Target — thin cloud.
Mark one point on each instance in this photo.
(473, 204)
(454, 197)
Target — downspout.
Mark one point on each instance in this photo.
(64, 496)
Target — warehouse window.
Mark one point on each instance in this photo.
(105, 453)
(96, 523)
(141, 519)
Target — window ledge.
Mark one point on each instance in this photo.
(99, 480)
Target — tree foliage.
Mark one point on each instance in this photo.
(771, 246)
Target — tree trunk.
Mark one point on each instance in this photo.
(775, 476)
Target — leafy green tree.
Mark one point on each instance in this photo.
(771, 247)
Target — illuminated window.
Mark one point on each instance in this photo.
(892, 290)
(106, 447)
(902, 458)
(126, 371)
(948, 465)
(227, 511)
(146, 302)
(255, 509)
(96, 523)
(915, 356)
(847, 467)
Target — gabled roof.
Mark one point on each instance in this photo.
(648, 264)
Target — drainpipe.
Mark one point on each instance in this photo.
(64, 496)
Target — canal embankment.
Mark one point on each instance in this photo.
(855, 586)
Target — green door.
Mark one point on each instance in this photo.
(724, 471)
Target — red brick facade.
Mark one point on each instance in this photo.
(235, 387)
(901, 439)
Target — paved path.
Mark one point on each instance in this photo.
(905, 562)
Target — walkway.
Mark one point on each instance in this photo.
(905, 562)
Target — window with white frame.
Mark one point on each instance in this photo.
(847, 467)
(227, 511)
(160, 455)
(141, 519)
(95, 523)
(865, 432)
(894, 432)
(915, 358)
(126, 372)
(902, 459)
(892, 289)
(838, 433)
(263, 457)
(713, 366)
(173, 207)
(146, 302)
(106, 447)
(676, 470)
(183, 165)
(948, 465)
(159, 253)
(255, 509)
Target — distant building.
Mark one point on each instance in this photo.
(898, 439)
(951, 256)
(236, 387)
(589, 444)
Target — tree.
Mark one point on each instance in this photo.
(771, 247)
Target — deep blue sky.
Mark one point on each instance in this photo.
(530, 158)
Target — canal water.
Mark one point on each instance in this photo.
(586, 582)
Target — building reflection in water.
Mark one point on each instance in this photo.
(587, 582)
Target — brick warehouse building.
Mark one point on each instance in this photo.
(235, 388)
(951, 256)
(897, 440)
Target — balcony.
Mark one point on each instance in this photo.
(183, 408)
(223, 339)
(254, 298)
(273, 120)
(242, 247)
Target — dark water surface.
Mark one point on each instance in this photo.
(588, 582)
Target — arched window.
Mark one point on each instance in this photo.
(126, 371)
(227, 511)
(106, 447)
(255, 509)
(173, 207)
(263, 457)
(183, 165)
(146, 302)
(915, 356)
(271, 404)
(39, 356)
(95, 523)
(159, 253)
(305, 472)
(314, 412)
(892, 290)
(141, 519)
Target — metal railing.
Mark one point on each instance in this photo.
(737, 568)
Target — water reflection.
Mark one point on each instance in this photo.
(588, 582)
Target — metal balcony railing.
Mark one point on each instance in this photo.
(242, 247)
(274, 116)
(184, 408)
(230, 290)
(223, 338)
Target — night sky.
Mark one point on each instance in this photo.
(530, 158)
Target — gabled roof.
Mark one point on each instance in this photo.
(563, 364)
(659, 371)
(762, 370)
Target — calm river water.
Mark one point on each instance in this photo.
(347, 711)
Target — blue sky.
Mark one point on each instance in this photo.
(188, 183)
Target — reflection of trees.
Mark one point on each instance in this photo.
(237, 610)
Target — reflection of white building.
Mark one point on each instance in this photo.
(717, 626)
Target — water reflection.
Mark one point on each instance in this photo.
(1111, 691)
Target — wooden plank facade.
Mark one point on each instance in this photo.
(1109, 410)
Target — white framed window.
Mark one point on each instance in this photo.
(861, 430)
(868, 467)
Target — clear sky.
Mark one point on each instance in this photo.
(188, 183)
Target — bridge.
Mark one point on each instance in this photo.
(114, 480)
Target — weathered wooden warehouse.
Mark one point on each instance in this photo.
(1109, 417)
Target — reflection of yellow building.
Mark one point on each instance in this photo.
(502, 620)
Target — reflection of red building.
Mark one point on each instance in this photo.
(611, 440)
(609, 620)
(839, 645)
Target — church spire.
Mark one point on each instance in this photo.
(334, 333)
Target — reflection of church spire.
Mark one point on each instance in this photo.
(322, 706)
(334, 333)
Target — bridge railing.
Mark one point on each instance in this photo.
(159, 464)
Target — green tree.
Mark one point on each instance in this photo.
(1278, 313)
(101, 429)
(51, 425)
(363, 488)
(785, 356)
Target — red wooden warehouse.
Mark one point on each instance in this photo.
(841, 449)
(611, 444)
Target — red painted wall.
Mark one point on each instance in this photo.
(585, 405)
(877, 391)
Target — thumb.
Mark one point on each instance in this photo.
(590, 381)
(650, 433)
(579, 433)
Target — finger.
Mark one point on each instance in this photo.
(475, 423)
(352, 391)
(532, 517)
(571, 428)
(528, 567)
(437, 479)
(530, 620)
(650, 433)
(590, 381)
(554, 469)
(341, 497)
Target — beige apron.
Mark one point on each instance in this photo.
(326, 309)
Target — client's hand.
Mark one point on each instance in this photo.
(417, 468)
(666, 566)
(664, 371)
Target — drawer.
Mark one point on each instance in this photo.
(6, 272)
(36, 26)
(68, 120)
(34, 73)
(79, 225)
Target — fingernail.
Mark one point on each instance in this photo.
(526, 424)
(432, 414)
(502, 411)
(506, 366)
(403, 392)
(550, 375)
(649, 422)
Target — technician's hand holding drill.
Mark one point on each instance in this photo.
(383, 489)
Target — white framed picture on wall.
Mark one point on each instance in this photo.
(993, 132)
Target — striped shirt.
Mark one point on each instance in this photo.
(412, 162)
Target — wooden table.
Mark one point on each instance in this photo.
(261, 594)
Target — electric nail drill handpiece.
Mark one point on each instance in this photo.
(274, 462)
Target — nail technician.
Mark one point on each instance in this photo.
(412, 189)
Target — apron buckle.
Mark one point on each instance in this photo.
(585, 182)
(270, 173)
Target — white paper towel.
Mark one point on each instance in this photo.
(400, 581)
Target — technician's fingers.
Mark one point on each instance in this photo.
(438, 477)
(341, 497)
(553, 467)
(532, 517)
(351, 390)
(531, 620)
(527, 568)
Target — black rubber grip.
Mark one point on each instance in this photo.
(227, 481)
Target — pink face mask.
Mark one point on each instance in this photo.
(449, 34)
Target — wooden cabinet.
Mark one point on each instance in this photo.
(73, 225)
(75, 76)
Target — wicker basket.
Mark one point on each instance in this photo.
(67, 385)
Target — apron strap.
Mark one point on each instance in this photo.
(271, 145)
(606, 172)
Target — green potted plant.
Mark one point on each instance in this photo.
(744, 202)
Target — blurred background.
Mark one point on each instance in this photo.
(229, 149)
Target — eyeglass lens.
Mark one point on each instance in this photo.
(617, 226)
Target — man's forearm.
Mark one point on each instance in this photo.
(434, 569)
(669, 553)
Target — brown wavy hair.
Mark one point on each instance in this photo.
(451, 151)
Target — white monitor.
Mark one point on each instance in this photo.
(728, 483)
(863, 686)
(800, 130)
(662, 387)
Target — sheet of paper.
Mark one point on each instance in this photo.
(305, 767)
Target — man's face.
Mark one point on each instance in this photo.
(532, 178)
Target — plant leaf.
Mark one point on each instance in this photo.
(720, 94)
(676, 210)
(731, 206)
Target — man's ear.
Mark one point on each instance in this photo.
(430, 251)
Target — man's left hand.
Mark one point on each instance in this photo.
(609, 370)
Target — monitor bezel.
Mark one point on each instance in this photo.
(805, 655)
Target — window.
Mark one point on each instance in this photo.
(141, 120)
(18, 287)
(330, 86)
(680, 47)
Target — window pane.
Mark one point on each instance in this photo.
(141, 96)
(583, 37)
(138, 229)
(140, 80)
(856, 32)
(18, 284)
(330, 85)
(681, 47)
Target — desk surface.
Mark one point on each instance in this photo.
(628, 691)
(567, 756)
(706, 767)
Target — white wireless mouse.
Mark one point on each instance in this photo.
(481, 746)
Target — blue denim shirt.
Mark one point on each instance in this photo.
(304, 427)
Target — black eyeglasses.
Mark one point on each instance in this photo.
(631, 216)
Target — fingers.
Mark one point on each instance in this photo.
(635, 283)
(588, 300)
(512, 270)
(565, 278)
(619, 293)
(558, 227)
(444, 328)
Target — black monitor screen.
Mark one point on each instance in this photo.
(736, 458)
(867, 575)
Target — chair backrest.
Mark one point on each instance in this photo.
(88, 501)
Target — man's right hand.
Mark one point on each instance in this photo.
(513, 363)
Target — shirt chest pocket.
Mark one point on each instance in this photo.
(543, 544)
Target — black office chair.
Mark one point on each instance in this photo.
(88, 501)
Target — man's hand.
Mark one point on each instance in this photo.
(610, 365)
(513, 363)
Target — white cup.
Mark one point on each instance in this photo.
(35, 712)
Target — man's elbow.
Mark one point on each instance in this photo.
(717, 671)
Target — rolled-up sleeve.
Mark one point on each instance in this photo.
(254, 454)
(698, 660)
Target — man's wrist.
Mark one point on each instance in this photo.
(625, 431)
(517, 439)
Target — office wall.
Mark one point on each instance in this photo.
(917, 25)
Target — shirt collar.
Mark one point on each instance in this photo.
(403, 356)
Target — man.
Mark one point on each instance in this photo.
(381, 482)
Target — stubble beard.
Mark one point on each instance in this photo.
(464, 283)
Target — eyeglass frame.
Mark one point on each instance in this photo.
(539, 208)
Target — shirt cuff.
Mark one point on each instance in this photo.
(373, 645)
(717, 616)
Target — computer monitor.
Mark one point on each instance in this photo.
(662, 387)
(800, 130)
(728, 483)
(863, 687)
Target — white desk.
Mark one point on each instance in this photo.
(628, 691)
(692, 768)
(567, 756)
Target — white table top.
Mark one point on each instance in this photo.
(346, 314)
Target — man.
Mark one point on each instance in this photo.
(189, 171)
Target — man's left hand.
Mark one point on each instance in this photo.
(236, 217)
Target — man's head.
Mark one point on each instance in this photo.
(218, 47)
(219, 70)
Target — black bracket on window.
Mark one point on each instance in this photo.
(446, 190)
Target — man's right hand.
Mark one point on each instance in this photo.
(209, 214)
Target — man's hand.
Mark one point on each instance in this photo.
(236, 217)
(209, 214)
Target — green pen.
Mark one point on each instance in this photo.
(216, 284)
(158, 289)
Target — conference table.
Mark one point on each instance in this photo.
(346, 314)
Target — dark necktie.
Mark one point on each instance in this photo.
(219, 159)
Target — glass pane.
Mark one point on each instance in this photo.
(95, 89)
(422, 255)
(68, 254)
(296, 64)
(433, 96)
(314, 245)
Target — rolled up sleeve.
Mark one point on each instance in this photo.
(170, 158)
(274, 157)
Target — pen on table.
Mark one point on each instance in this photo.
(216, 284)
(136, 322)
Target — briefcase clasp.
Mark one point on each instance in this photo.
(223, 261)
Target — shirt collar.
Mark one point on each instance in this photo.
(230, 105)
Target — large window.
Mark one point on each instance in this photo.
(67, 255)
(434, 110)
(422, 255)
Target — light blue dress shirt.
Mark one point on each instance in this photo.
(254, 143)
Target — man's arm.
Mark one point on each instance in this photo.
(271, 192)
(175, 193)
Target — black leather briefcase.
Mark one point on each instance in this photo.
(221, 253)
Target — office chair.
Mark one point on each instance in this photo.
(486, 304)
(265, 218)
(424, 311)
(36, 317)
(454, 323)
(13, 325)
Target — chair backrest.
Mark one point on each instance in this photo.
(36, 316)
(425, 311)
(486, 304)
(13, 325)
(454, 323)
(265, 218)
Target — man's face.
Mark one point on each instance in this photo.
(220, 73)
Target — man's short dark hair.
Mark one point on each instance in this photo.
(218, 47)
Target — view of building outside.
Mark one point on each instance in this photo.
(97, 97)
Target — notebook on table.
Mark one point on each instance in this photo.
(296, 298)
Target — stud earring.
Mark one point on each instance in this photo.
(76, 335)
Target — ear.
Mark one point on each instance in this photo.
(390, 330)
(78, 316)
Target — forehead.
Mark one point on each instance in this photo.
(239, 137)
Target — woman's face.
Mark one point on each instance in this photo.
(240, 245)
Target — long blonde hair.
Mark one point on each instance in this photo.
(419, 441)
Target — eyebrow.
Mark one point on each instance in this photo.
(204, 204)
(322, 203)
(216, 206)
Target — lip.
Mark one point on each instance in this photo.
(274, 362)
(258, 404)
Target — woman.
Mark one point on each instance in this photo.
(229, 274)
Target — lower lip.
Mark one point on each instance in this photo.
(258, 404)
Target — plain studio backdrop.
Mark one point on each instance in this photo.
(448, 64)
--------------------------------
## TASK
The result should be every line of the material that contains the word "building", so copy those lines.

## TASK RESULT
Target — distant building.
Target — building reflection in water.
Target — brick warehouse building.
Target — reflection of white building.
Target — reflection of yellow building.
Target — reflection of red building.
Target — view of building outside.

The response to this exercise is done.